Documento:
---------------
Colonia – In ogni fiera, si sa, ci sono delle sorprese che non ti aspetti. Alcune che preferiresti dimenticare nell’arco di 15 minuti e vorresti non aver mai visto; altre che, al contrario, ti galvanizzano come un adolescente e rendono la tua attesa, da lì ad una fantomatica primavera del 2017, ai limiti dello snervante. Un po’ come è successo al sottoscritto con Get Even, titolo dei ragazzi di The Farm 51 previsto proprio per la prima stagione dell’anno venturo su PC, PS4 e Xbox One. I più attenti, di certo, ricorderanno il nome del piccolo studio polacco per Chernobyl VR, sorprendente gita in realtà virtuale in quel che rimane della tristemente celebre città fantasma al di là dei monti Urali; e, se davvero attenti, ricorderanno anche che di Get Even se n’era già parlato un paio d’anni fa, quando lo studio presentò al mondo uno sparatutto fortemente ispirato a F.E.A.R., dalle tinte claustrofobiche e dichiaratamente viranti all’horror, poi sparito improvvisamente dai riflettori.
---------------
Materiale fornito:
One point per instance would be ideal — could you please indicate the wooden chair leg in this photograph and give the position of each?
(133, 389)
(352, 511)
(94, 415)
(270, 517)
---------------
Da fare:
a) Secondo l'articolo su Get Even, su quali piattaforme uscirà il gioco?
b) Riprendi l'articolo su Get Even subito dopo l'ultima frase riportata.

Risposte per attività:
a) Su PC, PS4 e Xbox One.

b)
Nel corso di questa gamescom 2016, a sorpresa, Get Even è tornato a far parlare di sé. Non più un titolo indipendente come nella sua gestazione iniziale, ma un prodotto con tutti gli attributi al punto giusto, stavolta sotto l’egida benevola di Bandai Namco – che ne ha viste le chiare possibilità. Una storia complessa e incline al colpo di scena, che attinge a piene mani da un bacino collettore, tanto videoludico quanto cinematografico, che potremmo riassumere col termine inglese “weird”: l’assurdo, l’incomprensibile, l’oscuro che sembra diradarsi verso una soluzione preliminare che, in realtà, è solo il lasciapassare per un mistero ancora più fitto e ingarbugliato. Uno stile che ricorda il Lynch dei tempi migliori, con elementi quasi rubati a pellicole del calibro di Memento o del recente It Follows, corroborato da un’implementazione tecnologica inedita, con un meccanismo di acquisizione diretta degli ambienti in tre dimensioni, che garantisce vette di fotorealismo visivo (per quanto concerne le ambientazioni) raramente raggiunte su PC e su console. Insomma, l’avete capito: Get Even è una delle cose più belle che abbiamo visto in fiera: bella quanto criptica, ermetica e destabilizzante, così malata da rapire i vostri sensi e non farvi pensare ad altro.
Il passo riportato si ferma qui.